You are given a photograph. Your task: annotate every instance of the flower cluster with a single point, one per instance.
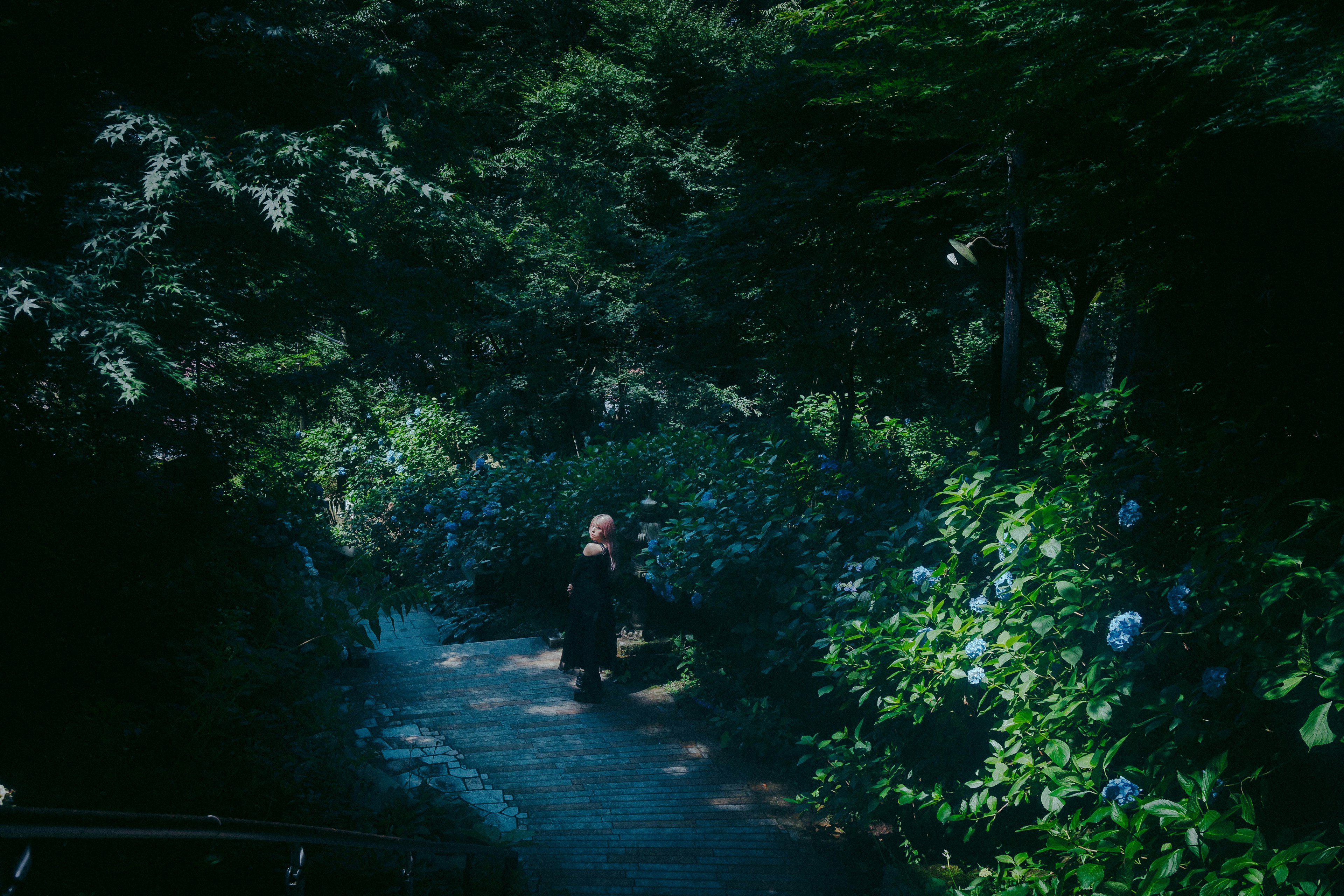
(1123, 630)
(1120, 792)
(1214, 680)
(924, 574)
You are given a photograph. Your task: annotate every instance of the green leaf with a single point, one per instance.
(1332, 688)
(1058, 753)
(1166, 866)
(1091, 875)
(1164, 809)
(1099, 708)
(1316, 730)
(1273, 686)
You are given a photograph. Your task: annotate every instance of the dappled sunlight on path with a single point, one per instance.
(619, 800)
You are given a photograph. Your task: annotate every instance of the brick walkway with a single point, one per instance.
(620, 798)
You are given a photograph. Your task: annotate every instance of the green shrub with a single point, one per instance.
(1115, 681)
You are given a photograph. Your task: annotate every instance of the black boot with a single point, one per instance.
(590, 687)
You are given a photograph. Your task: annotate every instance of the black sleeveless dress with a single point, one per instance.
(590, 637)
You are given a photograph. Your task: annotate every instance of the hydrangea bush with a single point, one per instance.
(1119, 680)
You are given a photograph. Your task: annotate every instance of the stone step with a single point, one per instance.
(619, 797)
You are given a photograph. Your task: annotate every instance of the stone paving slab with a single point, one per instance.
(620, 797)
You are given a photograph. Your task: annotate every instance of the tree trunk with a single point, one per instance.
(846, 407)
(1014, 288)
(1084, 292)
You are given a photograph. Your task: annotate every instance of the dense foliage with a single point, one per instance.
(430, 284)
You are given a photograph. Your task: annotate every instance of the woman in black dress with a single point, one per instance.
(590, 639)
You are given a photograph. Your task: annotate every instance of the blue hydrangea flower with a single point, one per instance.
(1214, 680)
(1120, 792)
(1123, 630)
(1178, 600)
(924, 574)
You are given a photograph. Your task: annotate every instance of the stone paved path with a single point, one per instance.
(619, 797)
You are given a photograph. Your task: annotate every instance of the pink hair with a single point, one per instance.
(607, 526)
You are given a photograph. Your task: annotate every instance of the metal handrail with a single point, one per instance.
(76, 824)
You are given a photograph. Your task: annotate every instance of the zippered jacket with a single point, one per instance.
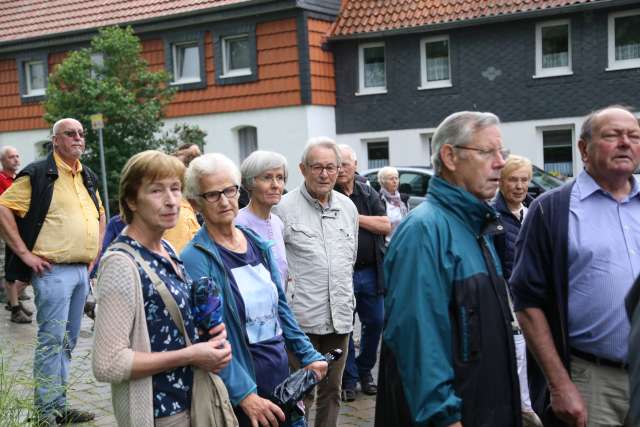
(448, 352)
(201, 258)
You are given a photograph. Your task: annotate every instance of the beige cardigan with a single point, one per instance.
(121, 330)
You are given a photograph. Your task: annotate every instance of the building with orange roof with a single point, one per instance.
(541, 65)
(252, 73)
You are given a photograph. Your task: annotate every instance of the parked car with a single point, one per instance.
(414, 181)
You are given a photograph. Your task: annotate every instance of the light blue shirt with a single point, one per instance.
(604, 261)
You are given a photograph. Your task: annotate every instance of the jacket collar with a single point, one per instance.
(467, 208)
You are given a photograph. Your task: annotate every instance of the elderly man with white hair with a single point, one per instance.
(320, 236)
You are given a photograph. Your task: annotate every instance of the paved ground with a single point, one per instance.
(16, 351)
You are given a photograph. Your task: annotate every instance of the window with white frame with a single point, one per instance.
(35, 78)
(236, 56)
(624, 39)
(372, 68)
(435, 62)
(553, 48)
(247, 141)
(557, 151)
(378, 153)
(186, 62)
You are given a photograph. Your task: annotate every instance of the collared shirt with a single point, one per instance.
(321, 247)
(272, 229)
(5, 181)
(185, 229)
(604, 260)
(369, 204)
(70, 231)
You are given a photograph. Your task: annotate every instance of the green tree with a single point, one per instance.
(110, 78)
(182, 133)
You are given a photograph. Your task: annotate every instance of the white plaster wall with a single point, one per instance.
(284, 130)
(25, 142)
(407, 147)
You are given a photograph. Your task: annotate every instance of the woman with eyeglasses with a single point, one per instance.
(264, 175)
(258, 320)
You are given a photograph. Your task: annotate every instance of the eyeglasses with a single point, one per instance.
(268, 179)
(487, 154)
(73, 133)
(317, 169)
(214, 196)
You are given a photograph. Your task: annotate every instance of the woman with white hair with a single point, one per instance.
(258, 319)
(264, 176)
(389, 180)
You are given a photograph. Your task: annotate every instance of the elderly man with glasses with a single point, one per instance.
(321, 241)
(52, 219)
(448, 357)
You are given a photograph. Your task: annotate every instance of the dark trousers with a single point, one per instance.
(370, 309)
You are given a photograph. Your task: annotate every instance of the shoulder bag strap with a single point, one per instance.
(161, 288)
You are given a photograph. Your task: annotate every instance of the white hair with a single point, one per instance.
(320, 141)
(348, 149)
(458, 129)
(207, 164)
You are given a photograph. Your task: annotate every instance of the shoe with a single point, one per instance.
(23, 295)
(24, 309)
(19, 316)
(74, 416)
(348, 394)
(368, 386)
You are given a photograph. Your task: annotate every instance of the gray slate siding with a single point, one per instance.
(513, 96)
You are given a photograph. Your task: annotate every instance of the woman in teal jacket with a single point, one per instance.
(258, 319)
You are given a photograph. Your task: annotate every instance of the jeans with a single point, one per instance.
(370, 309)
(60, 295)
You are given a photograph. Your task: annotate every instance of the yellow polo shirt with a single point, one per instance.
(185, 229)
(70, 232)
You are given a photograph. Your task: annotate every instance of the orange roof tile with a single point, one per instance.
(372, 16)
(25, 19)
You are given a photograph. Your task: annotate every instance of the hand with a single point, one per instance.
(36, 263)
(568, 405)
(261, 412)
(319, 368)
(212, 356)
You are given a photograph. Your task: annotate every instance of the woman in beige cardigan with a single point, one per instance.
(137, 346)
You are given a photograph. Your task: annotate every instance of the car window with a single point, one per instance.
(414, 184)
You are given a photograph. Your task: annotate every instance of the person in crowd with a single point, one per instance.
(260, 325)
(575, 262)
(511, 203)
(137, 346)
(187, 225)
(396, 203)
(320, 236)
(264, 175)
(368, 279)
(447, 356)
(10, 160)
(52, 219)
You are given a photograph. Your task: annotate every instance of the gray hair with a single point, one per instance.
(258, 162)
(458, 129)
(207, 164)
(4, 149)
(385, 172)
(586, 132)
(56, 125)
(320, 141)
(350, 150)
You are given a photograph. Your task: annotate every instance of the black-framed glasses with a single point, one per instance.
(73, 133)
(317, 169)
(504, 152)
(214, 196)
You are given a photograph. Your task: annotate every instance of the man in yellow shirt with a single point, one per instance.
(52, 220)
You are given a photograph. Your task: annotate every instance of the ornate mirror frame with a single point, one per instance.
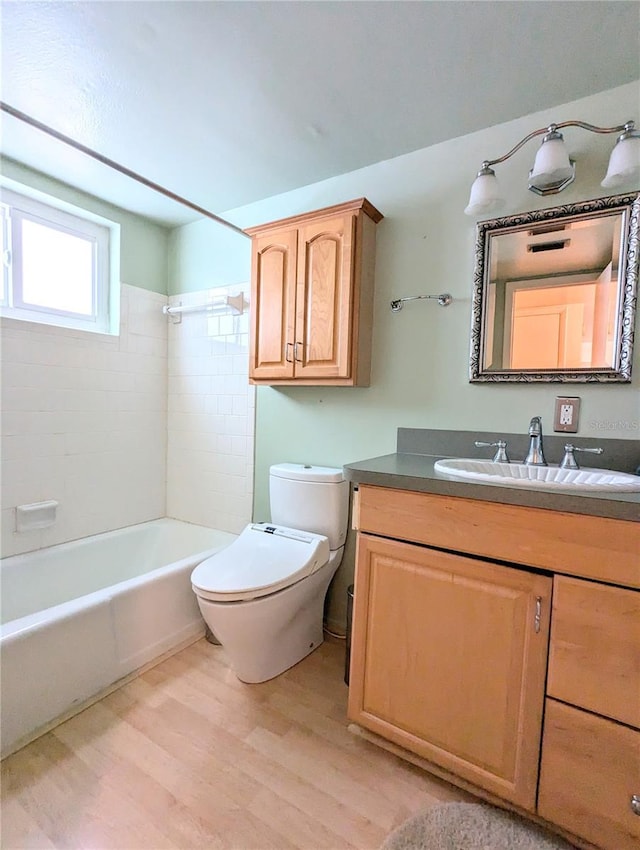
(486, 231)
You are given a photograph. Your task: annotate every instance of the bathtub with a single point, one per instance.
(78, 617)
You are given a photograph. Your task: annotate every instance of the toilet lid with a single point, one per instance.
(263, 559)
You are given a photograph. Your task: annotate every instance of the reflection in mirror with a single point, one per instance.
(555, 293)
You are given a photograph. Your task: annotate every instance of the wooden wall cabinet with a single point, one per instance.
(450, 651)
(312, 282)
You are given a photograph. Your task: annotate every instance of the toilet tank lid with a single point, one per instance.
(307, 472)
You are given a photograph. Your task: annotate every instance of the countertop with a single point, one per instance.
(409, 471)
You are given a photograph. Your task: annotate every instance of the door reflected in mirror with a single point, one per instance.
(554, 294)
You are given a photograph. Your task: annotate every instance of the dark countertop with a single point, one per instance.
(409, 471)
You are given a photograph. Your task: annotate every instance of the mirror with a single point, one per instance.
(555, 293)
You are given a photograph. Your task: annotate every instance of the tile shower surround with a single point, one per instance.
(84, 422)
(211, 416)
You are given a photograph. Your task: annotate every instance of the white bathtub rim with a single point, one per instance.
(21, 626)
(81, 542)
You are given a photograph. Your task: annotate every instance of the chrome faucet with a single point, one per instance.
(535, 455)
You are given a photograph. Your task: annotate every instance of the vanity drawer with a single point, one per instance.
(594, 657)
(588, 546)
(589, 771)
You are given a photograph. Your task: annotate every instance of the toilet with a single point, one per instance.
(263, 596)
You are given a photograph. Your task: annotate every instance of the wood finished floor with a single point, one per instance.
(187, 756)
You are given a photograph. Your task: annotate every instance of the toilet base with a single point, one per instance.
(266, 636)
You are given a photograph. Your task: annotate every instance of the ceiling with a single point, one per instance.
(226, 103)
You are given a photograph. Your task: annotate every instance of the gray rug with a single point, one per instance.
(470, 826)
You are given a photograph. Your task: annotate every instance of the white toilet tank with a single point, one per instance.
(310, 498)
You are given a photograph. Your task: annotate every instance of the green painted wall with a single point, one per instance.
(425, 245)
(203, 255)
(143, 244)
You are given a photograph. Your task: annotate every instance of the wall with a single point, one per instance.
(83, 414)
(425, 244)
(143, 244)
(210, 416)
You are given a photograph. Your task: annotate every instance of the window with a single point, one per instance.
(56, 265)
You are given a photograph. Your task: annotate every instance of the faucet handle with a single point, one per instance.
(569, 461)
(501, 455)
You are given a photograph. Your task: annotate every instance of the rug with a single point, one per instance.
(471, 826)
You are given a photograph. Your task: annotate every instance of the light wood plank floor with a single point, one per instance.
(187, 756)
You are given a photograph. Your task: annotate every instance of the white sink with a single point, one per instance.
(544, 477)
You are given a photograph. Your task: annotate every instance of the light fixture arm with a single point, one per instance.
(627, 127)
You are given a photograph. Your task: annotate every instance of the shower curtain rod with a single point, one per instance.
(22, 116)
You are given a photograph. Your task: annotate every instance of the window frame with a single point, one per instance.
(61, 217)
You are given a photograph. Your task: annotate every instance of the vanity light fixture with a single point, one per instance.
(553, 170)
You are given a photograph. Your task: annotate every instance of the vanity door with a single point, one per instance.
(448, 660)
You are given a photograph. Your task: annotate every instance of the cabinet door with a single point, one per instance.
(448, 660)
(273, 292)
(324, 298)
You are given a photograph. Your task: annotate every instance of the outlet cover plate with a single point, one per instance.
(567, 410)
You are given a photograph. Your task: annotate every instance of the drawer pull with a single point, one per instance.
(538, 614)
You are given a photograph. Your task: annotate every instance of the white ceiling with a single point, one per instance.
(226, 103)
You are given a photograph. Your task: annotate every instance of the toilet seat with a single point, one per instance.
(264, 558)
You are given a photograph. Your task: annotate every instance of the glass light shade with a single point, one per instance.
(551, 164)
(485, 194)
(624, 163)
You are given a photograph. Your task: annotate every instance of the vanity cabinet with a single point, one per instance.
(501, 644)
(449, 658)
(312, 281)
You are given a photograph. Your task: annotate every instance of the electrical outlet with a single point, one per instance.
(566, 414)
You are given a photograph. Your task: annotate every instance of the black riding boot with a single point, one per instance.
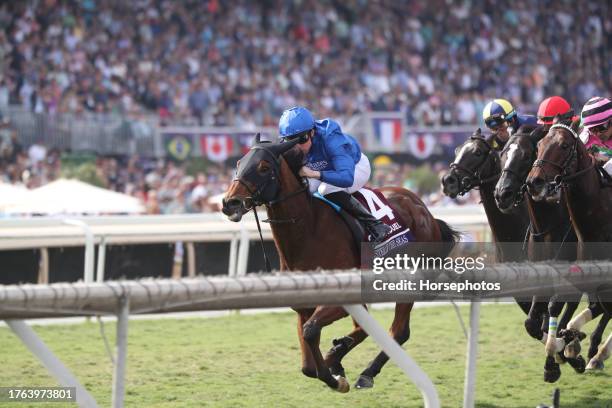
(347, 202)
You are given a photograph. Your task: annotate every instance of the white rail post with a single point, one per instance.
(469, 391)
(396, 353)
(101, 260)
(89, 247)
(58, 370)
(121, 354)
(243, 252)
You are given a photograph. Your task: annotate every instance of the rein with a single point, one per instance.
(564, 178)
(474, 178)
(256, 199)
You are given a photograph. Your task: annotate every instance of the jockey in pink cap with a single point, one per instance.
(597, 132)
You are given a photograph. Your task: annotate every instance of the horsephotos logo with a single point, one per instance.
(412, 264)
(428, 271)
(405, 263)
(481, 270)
-.-.-
* EXERCISE TASK
Pictures are left out; print exactly the lines from the one holding "the vanity cabinet" through the last line of the listing above, both included.

* TASK RESULT
You are given a photograph. Your task: annotate every instance of the vanity cabinet with a single point, one per instance.
(501, 644)
(449, 658)
(312, 281)
You are given a photograph. Your task: annotate every instance of the electrical outlet with a single point, one per instance.
(566, 414)
You are given a photograph. Your task: annotate every instance of the black riding boot with a single point, one per instance.
(347, 202)
You are given a photograph. Your task: annotate every instance of the white rail post with a single point, one per instance.
(469, 391)
(396, 353)
(101, 260)
(89, 247)
(58, 370)
(121, 354)
(243, 252)
You are given a photograph. Your task: annotate every instance of the rein with a single point, one per instance.
(564, 178)
(474, 178)
(256, 199)
You are given a photograph. Your task: annotate every instance of the jockey in pink cap with a single point, one per instance.
(597, 132)
You are given a photograph. Your task: annotate every instance of the horsephotos logo with a single point, one per instance.
(412, 264)
(428, 271)
(405, 263)
(481, 270)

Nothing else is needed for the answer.